### 任务要求
下面的数据中，哪些行含有字符串“background”？请找出这些行，并逐行完整抄录。

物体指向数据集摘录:
▼
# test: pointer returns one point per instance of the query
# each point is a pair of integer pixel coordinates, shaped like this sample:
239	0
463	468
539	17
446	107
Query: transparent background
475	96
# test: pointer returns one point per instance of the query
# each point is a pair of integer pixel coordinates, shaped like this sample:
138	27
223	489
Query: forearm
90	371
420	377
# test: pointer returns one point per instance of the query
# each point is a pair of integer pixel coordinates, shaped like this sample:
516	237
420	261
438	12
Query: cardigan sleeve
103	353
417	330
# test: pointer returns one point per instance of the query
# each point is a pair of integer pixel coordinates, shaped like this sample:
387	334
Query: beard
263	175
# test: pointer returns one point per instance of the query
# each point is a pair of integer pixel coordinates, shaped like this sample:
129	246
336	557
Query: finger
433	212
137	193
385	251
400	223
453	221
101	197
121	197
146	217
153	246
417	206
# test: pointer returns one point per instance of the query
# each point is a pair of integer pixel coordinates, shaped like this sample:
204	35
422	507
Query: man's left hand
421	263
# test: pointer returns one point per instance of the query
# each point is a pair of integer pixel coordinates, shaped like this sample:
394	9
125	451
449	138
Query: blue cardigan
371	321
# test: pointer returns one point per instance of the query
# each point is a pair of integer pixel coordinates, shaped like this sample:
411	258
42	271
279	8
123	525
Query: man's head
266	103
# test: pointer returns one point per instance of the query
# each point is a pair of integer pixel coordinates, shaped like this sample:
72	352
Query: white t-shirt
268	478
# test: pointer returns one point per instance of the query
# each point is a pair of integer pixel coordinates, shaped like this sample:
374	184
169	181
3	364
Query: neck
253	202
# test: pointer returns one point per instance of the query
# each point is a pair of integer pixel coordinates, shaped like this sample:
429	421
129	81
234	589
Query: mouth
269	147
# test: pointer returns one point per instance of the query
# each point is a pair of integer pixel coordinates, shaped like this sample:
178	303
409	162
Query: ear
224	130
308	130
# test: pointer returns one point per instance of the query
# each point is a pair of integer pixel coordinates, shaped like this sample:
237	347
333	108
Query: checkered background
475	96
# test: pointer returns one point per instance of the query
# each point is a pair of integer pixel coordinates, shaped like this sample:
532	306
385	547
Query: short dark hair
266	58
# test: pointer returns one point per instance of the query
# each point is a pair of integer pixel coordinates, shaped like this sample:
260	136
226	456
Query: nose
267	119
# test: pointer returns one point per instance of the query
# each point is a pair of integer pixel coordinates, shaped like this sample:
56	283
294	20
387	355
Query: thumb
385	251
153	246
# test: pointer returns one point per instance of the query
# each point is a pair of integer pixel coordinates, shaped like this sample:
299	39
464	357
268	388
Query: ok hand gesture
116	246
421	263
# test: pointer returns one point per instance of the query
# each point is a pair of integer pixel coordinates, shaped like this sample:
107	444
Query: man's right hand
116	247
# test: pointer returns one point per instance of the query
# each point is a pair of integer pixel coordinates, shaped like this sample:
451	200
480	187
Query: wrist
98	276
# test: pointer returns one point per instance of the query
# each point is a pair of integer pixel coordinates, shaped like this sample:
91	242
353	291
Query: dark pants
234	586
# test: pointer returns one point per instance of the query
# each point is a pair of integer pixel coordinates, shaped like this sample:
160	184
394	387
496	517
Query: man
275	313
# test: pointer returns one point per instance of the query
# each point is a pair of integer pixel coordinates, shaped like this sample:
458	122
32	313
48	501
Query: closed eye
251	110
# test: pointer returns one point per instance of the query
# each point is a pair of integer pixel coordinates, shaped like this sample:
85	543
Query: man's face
▲
### 答案如下
Query: transparent background
Query: checkered background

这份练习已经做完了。